- Task requirements -
Retype, word for word, every line of the records below starting at the one that contains "[pin] upper story" and ending at the one that contains "[pin] pink stucco"; include both of those lines and nothing more.

- Records for this exercise -
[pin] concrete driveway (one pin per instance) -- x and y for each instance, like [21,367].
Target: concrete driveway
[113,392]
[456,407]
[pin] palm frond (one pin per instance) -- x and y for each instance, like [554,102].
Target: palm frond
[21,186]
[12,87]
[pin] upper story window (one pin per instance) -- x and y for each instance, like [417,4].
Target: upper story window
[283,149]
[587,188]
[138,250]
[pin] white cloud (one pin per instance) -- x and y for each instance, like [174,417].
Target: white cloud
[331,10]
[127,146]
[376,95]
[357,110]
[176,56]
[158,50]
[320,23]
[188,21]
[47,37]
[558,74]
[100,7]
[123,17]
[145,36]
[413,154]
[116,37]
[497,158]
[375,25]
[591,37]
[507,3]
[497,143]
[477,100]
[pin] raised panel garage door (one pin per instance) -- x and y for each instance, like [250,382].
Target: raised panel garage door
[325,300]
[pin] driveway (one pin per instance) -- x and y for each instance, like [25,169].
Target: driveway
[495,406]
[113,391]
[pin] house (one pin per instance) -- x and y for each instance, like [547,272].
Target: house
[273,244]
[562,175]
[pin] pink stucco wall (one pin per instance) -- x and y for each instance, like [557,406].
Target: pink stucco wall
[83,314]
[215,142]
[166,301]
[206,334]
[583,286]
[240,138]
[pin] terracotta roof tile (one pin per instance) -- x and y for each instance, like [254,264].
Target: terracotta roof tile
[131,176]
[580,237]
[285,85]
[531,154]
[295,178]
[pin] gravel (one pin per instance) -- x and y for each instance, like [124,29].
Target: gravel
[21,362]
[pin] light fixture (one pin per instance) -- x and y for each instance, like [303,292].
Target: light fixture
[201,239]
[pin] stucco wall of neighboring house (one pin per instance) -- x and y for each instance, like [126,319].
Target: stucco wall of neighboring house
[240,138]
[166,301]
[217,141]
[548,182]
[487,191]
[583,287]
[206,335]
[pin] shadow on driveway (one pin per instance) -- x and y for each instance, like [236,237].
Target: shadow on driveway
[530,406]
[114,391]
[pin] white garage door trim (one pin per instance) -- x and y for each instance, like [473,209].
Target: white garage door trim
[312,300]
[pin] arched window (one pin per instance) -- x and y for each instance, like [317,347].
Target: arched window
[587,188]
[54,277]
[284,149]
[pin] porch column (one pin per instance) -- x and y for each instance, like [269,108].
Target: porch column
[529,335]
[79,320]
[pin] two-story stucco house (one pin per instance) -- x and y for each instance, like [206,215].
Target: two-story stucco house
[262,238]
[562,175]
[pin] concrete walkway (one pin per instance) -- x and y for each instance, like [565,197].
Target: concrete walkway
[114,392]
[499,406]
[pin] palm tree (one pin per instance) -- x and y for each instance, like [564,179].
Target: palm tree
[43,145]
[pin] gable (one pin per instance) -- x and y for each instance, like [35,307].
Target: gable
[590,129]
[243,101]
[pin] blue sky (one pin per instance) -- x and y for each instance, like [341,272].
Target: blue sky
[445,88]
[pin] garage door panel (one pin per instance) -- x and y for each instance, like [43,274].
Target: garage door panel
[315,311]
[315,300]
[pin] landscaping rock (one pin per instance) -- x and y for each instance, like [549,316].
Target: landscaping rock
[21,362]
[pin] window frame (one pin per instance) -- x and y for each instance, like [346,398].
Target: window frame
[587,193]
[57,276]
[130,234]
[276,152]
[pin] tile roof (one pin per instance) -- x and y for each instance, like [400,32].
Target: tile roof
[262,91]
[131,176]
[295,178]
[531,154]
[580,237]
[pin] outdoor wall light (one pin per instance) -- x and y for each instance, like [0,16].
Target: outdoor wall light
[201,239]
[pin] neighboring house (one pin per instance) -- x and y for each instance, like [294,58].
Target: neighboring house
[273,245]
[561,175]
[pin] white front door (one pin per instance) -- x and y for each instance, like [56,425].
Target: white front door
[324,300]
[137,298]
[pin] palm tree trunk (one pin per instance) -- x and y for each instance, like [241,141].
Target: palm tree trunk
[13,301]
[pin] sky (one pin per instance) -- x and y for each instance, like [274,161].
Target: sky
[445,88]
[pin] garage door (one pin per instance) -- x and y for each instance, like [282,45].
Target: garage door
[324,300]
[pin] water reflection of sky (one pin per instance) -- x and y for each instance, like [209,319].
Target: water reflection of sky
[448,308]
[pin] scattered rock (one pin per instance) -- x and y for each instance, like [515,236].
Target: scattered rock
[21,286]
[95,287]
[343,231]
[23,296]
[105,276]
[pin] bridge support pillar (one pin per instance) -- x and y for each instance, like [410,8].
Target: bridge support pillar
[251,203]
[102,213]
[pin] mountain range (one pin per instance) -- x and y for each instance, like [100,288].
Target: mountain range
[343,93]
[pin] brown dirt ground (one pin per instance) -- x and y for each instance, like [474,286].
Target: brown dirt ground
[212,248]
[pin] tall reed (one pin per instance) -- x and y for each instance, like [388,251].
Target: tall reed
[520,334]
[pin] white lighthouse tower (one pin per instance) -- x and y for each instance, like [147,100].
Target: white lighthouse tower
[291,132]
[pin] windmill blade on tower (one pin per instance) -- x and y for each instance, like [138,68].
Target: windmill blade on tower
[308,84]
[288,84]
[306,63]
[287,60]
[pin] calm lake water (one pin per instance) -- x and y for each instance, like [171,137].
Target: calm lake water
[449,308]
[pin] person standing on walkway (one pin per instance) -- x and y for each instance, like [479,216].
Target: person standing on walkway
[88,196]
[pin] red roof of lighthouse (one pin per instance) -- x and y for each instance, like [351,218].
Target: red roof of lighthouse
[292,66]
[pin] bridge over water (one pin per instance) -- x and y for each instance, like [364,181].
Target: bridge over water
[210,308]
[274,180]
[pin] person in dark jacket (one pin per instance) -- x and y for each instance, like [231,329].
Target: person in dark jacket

- Result below -
[pin] upper story window (one pin per instance) -- x and y for each instance, like [417,4].
Target: upper story window
[283,149]
[587,188]
[138,250]
[pin] white cloud (one pin per instance) -- x and y for each instance, like [174,417].
Target: white cloud
[331,10]
[127,146]
[376,95]
[357,110]
[176,56]
[158,50]
[320,23]
[188,21]
[47,37]
[558,74]
[100,7]
[123,17]
[145,36]
[413,154]
[116,37]
[497,158]
[375,25]
[591,37]
[507,3]
[497,143]
[477,100]
[pin] raised panel garage door (one pin per instance) -- x and y for each instance, like [250,382].
Target: raised panel garage door
[325,300]
[pin] driveway (one pin per instance) -- x and y for each instance, like [25,169].
Target: driveway
[495,406]
[113,391]
[pin] house (one pin per instance) -- x and y for each instance, like [547,272].
Target: house
[273,244]
[562,175]
[pin] pink stucco wall (one pin per instance) -- x and y for each instance, like [557,406].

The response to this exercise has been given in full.